What needs to be done ::
From the first line of the entries below to the line with "Segment every instance of the carved", give each line again exactly.

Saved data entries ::
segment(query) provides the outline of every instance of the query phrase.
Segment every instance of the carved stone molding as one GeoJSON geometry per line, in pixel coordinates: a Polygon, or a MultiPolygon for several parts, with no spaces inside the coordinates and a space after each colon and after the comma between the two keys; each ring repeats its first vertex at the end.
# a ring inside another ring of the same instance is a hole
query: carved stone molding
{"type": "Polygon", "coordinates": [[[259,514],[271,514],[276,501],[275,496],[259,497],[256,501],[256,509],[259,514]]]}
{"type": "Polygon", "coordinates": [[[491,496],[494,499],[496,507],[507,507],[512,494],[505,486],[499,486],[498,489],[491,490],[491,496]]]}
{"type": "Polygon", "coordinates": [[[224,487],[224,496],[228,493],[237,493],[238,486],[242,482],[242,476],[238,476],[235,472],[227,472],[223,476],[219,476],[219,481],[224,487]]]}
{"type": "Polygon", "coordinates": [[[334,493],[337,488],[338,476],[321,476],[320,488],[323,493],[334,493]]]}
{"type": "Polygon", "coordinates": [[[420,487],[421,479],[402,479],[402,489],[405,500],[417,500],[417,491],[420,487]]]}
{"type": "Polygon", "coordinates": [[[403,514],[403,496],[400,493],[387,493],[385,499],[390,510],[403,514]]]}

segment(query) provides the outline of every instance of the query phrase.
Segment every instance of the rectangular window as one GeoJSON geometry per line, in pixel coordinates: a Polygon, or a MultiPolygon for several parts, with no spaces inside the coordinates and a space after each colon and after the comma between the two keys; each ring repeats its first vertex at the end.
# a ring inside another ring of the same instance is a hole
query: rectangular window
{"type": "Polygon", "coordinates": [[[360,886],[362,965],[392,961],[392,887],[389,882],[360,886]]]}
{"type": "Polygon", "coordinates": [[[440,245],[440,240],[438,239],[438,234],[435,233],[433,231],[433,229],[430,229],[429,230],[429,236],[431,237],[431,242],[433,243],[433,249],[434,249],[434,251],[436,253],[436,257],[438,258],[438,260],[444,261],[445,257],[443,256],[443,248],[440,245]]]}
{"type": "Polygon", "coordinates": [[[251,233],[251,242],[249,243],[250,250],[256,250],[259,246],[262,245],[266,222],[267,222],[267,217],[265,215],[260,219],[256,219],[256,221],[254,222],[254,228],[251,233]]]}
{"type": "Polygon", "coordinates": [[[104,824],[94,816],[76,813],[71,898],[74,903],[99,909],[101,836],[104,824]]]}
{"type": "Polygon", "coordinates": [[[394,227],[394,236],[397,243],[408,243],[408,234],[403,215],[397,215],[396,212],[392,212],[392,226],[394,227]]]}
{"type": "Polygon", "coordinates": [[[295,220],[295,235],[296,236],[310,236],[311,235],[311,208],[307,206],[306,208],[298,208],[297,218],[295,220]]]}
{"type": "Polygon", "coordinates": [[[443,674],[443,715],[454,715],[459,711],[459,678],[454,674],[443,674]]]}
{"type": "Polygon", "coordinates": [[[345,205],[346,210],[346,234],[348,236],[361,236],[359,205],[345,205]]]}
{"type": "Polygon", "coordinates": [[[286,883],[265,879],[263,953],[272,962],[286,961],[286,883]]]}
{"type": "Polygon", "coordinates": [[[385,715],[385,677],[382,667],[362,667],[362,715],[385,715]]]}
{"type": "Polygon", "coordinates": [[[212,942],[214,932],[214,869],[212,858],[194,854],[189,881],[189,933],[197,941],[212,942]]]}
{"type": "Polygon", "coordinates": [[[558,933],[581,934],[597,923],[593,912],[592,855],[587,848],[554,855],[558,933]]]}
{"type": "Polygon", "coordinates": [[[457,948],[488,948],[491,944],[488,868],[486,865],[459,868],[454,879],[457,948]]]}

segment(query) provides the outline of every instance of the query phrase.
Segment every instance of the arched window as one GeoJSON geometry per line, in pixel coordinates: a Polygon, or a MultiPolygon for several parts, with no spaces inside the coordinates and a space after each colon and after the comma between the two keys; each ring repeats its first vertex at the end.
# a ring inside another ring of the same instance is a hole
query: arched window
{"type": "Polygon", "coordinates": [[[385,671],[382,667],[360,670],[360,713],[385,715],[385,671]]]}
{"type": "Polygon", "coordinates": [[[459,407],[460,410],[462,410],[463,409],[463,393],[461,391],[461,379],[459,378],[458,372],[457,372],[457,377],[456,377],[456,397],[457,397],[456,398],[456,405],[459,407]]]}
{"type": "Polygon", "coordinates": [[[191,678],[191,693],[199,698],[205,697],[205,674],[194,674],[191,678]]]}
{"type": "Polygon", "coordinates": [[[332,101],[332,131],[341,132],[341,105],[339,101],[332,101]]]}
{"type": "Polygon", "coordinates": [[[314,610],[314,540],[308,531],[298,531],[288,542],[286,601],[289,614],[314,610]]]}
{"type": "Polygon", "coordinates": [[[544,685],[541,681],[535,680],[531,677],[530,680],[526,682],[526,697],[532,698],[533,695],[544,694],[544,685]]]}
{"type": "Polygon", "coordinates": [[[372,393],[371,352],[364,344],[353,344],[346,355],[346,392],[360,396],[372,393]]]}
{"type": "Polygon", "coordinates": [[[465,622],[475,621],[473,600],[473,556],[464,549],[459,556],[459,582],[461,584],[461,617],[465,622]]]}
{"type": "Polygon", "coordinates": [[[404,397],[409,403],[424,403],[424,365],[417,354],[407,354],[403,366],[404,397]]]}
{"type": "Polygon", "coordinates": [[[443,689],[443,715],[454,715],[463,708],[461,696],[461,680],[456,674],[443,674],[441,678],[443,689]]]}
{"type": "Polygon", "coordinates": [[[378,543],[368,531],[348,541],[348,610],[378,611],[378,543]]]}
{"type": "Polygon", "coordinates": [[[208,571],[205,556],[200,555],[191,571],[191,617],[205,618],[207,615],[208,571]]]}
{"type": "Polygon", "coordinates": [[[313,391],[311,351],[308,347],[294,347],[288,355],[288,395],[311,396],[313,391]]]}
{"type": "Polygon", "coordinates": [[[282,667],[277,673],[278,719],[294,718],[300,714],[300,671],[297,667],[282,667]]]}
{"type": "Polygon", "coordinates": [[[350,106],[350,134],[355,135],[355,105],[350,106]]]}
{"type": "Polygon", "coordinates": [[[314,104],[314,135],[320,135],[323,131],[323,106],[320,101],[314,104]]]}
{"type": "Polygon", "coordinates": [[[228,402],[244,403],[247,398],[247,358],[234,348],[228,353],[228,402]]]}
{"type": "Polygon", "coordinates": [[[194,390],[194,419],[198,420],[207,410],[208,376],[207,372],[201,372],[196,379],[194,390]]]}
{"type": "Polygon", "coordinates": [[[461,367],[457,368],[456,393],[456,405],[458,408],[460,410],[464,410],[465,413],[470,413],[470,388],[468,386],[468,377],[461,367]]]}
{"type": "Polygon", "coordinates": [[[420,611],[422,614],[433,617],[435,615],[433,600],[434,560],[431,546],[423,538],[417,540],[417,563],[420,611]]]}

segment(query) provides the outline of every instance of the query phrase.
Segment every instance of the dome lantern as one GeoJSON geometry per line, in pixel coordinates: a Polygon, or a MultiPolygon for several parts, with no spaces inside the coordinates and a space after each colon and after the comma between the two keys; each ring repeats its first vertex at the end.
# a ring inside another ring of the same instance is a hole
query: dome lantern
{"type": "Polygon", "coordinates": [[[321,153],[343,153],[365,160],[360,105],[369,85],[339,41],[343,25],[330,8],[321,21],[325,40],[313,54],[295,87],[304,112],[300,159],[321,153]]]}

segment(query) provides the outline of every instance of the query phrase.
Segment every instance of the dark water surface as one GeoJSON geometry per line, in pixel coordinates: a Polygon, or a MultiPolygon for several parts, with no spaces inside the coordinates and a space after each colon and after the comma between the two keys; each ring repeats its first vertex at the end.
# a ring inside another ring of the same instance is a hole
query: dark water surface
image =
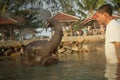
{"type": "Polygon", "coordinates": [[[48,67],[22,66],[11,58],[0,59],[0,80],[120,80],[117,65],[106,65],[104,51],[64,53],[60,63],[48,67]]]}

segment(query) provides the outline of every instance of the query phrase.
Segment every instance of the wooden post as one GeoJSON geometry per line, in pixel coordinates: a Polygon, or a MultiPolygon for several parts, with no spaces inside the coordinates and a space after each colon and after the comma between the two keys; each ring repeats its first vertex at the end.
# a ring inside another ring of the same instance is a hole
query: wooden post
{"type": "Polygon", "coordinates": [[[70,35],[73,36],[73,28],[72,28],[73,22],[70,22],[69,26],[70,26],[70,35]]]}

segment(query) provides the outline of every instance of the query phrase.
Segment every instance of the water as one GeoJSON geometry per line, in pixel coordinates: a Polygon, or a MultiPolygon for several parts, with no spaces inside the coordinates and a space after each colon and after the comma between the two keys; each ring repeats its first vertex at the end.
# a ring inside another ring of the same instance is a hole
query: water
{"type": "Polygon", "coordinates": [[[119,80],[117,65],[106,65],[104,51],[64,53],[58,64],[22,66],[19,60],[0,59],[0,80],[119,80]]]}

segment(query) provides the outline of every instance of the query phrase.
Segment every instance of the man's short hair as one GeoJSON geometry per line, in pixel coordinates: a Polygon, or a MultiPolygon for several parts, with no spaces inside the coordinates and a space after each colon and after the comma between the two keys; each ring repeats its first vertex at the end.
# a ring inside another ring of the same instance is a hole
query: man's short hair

Finished exercise ::
segment(query) provides the outline of every instance of the query phrase.
Segment every instance of the carved stone molding as one GeoJSON geometry per line, in pixel coordinates: a Polygon, or a MultiPolygon for several parts, with no spaces inside the coordinates and a space after each colon and after the comma between the two keys; each ring repeats its first vertex at the end.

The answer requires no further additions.